++++ The input ++++

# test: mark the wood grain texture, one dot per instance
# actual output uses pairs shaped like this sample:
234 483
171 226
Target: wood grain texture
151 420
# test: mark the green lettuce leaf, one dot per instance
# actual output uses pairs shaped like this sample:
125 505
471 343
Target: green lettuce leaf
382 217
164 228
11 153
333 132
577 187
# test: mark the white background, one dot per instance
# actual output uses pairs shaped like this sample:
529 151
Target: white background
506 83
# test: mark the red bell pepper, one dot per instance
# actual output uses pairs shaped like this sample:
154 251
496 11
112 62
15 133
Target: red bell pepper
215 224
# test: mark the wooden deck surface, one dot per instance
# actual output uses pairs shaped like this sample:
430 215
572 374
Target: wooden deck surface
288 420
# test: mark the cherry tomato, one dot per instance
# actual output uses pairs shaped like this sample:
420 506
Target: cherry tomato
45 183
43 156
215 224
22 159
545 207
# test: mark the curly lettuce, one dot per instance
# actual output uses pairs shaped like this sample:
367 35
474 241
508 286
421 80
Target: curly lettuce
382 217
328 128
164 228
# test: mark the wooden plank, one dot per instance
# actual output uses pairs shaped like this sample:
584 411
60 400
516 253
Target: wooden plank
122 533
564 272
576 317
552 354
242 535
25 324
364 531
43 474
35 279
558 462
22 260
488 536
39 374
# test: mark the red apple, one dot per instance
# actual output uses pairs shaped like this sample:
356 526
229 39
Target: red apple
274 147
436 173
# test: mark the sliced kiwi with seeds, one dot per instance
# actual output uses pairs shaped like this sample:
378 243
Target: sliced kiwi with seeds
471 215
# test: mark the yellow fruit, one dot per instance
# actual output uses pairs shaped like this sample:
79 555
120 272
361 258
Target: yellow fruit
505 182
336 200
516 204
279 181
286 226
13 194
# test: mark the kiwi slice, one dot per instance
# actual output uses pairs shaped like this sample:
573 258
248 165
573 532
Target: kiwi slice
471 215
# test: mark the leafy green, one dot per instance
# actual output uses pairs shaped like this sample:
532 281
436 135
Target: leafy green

++++

- _Task statement_
Among the lines above, some may hold the string "leafy". State how many, giving the number alone.

- _Result of the exercise_
2